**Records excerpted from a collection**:
+===+

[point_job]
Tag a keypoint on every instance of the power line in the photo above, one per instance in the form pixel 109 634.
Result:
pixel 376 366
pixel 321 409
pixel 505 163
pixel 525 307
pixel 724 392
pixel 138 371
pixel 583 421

+===+

**Problem**: The complete data is to be transcribed verbatim.

**Solution**:
[point_job]
Tag a keypoint on every instance of the power line in the photo above, one per instance in the form pixel 109 634.
Result:
pixel 376 366
pixel 321 409
pixel 505 163
pixel 525 307
pixel 724 392
pixel 138 371
pixel 583 421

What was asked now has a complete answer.